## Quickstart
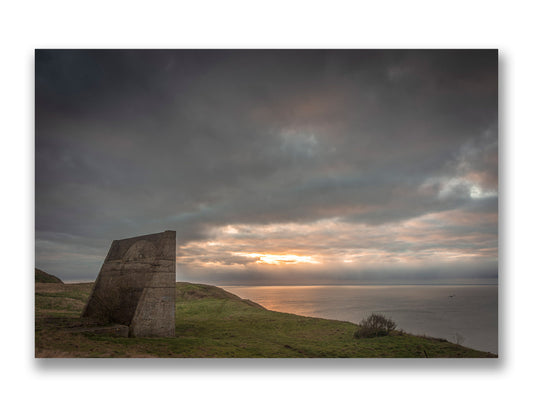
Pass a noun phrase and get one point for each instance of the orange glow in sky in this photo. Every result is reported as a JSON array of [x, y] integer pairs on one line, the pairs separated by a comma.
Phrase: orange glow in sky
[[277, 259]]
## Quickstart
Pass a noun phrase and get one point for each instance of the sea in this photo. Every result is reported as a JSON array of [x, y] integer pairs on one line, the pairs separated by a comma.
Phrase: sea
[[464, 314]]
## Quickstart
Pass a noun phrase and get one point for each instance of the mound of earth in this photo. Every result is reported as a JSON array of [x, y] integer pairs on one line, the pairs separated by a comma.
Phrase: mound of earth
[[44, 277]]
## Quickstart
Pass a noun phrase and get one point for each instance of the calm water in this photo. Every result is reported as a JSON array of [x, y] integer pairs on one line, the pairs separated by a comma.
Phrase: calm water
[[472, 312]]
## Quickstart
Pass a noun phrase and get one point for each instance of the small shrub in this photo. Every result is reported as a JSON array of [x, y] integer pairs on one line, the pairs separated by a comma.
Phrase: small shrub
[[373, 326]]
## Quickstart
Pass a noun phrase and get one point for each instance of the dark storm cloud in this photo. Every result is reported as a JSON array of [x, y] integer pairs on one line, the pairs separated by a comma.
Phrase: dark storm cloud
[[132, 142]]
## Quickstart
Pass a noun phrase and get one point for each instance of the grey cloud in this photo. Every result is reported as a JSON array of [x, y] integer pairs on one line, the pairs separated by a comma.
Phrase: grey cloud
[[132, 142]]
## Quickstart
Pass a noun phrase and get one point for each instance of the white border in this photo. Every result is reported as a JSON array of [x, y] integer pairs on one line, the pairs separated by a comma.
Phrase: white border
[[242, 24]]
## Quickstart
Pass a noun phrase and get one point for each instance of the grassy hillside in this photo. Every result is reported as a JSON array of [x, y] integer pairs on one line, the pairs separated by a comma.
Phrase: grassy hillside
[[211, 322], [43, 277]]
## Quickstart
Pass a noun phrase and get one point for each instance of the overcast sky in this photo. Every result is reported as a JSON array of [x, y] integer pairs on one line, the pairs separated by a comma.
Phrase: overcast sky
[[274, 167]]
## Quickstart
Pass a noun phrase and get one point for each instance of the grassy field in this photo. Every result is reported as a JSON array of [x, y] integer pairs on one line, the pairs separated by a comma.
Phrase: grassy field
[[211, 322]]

...

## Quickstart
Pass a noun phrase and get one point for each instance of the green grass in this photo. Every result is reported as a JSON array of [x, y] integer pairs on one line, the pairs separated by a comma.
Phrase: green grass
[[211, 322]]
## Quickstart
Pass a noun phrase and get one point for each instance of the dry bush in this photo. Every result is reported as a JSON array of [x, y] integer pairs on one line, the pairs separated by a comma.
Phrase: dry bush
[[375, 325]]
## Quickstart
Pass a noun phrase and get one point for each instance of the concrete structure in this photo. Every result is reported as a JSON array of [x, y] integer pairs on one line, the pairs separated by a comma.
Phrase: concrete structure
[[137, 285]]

Work task
Exact duplication is required for the lines above, from the line that contains "Phrase: overcast sky" to the line that contains "the grassy field", inclusive; omit all others.

Answer for this exercise
Phrase: overcast sky
[[274, 167]]
## Quickstart
Pass a noun phrase and get one point for each instance of the grassy field in this photo. Every result is reported as a JSON array of [x, y] integer pairs on one line, the pairs separated by a comma.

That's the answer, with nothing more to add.